**Work order**
Pick up the blog post about pathogens after its last sentence and keep writing it.

**Page extract**
Segment Open
Pathogens

Aug. 27th, 2005 12:45 am
lurkitty: (Default)
You may have gathered, gentle reader, from some of my posts that I am no fan of Microsoft. I have, on occasion squealed with a certain amount of glee upon learning about their products being disabled by viruses. But it seems somewhat crass to celebrate the latest viral infection at the Redmond campus. It seems a Microsoft employee returned from overseas with a stowaway on board: measles. The hapless employee then wandered around Redmond for four days exposing others before the illness was diagnosed. The link does give us a unique glimpse into the feeding habits of the Microsoftee, BTW.

But another, more worrying pathogen is on my mind. Back in the 90's, I got a job working as a counselor for a Southwest Washington hospital-based drug and alcohol program. I had to have a TB test. It was positive. I spent a lot of time in hospitals on pulmonary wards so I guessed I had been exposed there, and the numerous courses of prednisone I had in the intervening might have broken down the protective calcifications that isolate the bacilli in the lungs -- so I seroconverted. My follow-up x-ray was negative, so that meant a year of pills. Being a stable, median income citizen, of course I took the drugs without fail and now get x-rays from time to time to be sure I don't get it again (I will always test positive).
Segment Closed
**Stored listing**
Segment Open
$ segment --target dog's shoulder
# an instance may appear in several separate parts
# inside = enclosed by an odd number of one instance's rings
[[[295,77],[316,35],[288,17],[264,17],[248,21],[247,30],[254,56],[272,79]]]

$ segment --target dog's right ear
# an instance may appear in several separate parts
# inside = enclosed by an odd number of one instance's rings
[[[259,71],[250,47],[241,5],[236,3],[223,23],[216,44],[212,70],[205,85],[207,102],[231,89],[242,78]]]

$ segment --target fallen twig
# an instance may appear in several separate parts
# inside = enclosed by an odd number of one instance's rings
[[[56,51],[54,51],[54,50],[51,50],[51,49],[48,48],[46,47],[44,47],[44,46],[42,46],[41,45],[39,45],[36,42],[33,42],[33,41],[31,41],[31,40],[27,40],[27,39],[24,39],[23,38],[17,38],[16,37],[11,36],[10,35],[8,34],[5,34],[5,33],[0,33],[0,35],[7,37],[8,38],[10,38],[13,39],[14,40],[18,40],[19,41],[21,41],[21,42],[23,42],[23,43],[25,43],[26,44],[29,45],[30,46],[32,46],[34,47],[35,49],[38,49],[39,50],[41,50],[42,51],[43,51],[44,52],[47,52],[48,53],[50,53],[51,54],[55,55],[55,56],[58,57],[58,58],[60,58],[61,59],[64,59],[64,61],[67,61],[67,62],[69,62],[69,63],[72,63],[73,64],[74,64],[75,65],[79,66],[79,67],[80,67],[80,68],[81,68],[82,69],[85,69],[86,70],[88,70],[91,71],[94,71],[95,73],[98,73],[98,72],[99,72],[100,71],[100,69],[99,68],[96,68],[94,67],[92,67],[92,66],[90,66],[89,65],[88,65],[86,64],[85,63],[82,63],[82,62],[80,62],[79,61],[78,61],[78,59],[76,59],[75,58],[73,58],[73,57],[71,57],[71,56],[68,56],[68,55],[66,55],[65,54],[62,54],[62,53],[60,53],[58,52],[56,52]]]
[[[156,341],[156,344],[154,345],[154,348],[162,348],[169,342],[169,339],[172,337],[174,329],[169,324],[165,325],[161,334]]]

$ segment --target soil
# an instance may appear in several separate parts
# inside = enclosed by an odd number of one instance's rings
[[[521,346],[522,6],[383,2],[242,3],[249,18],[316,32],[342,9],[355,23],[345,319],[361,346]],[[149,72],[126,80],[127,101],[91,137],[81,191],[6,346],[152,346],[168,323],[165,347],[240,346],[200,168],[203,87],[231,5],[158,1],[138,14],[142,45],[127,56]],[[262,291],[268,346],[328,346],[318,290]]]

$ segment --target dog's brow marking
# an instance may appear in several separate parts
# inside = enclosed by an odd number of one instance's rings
Segment Closed
**Answer for this exercise**
We came very close to eradicating TB in the US. What happened? Ronald Reagan. The Johnson administration had put into place a well-organized program of public health nurses who tracked TB patients across the country. It was understood that, once treatment was started, the patient needed to complete the whole year, or drug resistant strains would develop. Thus, homeless patients were tracked across the country by these dedicated workers. TB rates began to decrease. The Reagan Administration saw this and decided that the program was too expensive for the number of patients it was serving. They didn't get that it was serving the entire population of the US by preventing drug resistant TB. And they didn't count on a brand new player -- something that was being called Gay Immunodifficiency Disease -- that would soon be called AIDS. Couple AIDS with TB and you get the pathogenic equivalent of nuclear winter.

WHO is declaring a regional emergency in Africa because of rampant TB. Since I tested positive in the 90's, the TB rate in Sub-Saharan Africa has quadrupled. Though they account for only 11% of the world's population, Africa accounts for 25% of the world's TB cases. It kills over 500,000 per year.

Suddenly, Washington, USA , doesn't even seem like it's on the same planet.